> Input:
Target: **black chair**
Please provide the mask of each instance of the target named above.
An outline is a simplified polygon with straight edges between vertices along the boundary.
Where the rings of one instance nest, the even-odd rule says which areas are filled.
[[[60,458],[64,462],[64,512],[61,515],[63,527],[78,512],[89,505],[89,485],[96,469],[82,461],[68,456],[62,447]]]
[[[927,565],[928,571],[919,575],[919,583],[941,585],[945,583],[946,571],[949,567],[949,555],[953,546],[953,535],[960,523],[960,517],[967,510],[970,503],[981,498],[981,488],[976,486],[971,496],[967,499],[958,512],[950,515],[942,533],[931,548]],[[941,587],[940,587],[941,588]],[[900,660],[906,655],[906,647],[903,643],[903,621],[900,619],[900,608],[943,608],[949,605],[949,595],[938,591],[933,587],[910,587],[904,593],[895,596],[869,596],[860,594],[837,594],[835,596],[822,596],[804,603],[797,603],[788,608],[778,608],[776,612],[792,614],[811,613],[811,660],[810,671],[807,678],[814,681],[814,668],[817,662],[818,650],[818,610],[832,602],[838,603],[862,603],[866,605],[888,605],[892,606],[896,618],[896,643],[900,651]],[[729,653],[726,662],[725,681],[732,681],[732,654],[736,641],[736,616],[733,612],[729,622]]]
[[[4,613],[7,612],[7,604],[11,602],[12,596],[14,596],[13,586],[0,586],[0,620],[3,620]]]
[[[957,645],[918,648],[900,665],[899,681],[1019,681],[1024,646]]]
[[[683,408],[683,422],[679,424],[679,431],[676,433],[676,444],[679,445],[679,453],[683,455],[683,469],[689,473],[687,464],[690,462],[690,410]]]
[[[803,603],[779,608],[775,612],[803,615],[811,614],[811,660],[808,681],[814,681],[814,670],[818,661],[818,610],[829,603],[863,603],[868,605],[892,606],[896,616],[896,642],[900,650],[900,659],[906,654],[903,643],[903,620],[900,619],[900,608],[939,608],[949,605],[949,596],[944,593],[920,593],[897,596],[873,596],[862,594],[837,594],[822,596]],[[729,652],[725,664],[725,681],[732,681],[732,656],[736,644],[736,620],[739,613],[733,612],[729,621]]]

> Your instructions: Line by line, restate the data exactly.

> The answer:
Target: **black chair**
Please provide the mask of each instance of the target named above.
An outline is a simplified polygon with straight edges between vertices along the boundary.
Where the rings of one instance nest, the even-odd rule says which areas are filled.
[[[60,458],[64,462],[64,512],[61,515],[63,527],[78,512],[89,505],[89,485],[96,469],[82,461],[68,456],[62,447]]]
[[[927,565],[928,571],[919,575],[919,583],[941,585],[945,583],[946,571],[949,567],[949,555],[953,546],[953,535],[960,523],[960,517],[967,510],[970,503],[981,498],[981,488],[976,486],[971,496],[967,499],[958,512],[950,515],[942,533],[931,548]],[[941,587],[940,587],[941,588]],[[900,660],[906,655],[906,647],[903,643],[903,621],[900,619],[900,608],[943,608],[949,605],[949,595],[938,591],[933,587],[910,587],[904,593],[895,596],[869,596],[860,594],[837,594],[835,596],[822,596],[804,603],[797,603],[788,608],[778,608],[776,612],[792,614],[811,613],[811,660],[810,671],[807,678],[814,681],[814,668],[817,662],[818,650],[818,610],[832,602],[838,603],[862,603],[866,605],[888,605],[892,606],[896,618],[896,643],[900,651]],[[729,653],[726,662],[725,681],[732,681],[732,654],[736,641],[736,616],[733,612],[729,622]]]
[[[4,613],[7,612],[7,604],[11,602],[12,596],[14,596],[13,586],[0,586],[0,620],[3,620]]]
[[[957,645],[918,648],[900,665],[899,681],[1019,681],[1024,646]]]
[[[683,408],[683,422],[679,424],[679,431],[676,433],[676,444],[679,445],[679,453],[683,455],[683,469],[689,473],[687,464],[690,462],[690,410]]]
[[[803,603],[779,608],[775,612],[803,615],[811,614],[811,660],[808,681],[814,681],[814,670],[818,661],[818,610],[829,603],[863,603],[868,605],[892,606],[896,616],[896,642],[900,650],[900,659],[906,654],[903,643],[903,620],[900,619],[900,608],[939,608],[949,605],[949,596],[944,593],[920,593],[897,596],[873,596],[862,594],[837,594],[822,596]],[[729,652],[725,664],[725,681],[732,681],[732,656],[736,644],[736,620],[739,613],[733,612],[729,621]]]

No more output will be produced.